→ **Written exercise**: Write out, character for character, the line containing "Exercise. Mark the blurred" and all lines after it up to the end of the listing.

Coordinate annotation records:
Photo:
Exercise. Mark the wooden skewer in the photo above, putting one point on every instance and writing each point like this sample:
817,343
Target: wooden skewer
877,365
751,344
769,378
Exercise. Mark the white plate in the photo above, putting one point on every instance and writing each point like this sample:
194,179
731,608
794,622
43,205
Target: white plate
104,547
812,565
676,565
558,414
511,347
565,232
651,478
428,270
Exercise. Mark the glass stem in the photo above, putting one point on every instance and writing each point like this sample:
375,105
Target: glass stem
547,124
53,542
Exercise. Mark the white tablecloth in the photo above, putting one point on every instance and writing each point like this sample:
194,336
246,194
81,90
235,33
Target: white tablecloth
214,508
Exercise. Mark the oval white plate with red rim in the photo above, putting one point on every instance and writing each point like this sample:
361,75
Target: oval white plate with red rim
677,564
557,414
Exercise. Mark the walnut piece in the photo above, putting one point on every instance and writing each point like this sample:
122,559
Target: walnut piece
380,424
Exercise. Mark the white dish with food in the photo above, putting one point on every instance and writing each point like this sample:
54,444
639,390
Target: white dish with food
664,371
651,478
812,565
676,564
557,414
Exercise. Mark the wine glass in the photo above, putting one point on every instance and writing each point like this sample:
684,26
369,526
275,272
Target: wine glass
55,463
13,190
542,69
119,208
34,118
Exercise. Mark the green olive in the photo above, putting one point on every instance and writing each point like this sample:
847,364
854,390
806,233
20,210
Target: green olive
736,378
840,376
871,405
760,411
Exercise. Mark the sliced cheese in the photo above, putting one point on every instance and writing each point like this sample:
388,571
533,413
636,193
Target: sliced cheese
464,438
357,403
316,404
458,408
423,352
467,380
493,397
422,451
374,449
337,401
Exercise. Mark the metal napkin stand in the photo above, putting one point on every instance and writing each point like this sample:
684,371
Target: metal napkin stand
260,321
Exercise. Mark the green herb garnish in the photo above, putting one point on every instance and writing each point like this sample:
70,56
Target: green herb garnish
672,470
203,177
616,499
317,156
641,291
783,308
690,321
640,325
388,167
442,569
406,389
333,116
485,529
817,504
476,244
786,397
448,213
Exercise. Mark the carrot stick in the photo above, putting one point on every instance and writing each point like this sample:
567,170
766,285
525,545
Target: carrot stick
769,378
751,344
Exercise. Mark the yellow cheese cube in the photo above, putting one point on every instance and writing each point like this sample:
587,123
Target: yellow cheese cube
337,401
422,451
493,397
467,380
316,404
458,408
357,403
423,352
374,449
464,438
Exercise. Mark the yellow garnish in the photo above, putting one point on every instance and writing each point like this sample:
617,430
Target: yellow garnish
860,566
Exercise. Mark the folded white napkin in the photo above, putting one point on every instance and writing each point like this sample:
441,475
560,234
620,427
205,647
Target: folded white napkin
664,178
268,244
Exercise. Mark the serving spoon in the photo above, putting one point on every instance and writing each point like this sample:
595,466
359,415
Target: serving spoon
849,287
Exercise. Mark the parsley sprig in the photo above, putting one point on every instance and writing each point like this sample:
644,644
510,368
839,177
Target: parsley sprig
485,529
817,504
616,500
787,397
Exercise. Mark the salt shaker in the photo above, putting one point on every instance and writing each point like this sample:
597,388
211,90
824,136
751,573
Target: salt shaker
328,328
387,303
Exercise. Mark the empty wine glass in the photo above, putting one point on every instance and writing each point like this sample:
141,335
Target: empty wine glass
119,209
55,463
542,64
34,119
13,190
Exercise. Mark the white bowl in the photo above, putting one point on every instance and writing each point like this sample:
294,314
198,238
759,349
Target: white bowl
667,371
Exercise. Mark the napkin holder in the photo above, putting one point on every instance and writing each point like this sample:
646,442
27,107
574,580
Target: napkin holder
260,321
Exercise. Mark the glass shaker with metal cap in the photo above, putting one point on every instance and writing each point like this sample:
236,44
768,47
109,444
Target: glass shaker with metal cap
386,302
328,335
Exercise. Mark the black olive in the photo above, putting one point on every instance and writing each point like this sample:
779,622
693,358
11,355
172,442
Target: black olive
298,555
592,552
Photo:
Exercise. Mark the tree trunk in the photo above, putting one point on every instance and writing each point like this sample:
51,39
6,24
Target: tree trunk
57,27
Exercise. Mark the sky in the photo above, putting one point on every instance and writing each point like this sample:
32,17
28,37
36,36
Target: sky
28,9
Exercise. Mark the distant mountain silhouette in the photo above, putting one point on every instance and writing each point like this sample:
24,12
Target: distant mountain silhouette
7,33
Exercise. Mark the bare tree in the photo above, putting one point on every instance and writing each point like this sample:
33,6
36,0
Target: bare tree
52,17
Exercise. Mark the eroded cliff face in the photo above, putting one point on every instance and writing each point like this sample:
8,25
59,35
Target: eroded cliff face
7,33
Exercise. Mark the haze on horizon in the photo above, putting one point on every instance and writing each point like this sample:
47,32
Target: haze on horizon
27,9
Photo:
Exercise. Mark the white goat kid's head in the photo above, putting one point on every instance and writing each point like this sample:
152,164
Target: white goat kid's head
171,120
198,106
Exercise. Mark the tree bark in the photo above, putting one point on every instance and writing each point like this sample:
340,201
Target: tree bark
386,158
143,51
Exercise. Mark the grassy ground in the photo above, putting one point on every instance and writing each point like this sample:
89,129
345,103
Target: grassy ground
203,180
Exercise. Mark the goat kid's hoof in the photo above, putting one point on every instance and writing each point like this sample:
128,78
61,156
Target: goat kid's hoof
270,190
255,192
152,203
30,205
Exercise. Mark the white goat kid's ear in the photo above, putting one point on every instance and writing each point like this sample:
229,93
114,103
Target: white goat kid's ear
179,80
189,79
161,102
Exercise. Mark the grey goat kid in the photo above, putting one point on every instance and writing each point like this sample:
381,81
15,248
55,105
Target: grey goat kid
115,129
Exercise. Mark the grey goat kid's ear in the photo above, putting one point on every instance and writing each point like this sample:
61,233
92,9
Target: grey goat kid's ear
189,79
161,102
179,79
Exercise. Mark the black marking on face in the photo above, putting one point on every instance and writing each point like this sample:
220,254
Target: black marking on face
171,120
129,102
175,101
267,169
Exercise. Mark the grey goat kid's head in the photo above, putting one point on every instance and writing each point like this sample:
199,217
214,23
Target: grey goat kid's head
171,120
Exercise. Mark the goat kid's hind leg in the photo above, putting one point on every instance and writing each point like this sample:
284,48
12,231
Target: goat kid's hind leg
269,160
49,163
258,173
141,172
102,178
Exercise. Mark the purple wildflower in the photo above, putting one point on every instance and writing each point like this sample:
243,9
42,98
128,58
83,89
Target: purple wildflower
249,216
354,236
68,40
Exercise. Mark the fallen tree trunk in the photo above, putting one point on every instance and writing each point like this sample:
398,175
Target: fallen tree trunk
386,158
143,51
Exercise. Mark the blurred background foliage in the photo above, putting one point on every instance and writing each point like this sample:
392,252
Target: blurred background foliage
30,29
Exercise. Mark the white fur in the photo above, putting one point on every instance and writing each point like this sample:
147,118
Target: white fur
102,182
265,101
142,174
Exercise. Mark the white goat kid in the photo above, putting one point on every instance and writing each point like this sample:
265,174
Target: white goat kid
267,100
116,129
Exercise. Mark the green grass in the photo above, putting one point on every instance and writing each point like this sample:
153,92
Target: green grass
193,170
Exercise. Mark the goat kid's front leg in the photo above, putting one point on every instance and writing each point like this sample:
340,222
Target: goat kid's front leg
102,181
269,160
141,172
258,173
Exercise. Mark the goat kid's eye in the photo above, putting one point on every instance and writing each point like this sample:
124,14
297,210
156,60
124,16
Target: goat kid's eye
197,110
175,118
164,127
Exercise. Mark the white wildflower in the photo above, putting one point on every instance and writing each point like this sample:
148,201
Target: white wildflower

→ **Result of the exercise**:
Exercise. Mark the blurred background foliage in the photo above, putting one point on every instance and writing each point like this sample:
392,252
Target: blurred background foliage
30,29
Exercise. Mark the white fur in the photo above, putting one point on every instance and writing each point like this sample:
147,118
Target: white fur
102,182
265,101
142,174
Exercise. Mark the white goat kid in the photo above, putting one point on every instance and writing each point like this sample:
265,174
Target: white goat kid
267,100
116,129
Exercise. Mark the green grass in the photo above, putting one point on every instance and writing each point like this sample:
153,92
Target: green grass
193,170
Exercise. Mark the goat kid's front leg in the photo above, putting one point on every instance and writing each point like this sample:
340,222
Target: goat kid's front leg
102,181
269,160
141,172
258,173
Exercise. Mark the goat kid's eye in the photo above, putting one point on every instance and writing each point like this sample:
124,14
297,210
156,60
124,16
Target: goat kid's eye
197,110
175,118
164,127
Exercise. Mark the white wildflower in the photo above, putting one point on every instance and writing each point like this sample:
148,201
Target: white wildflower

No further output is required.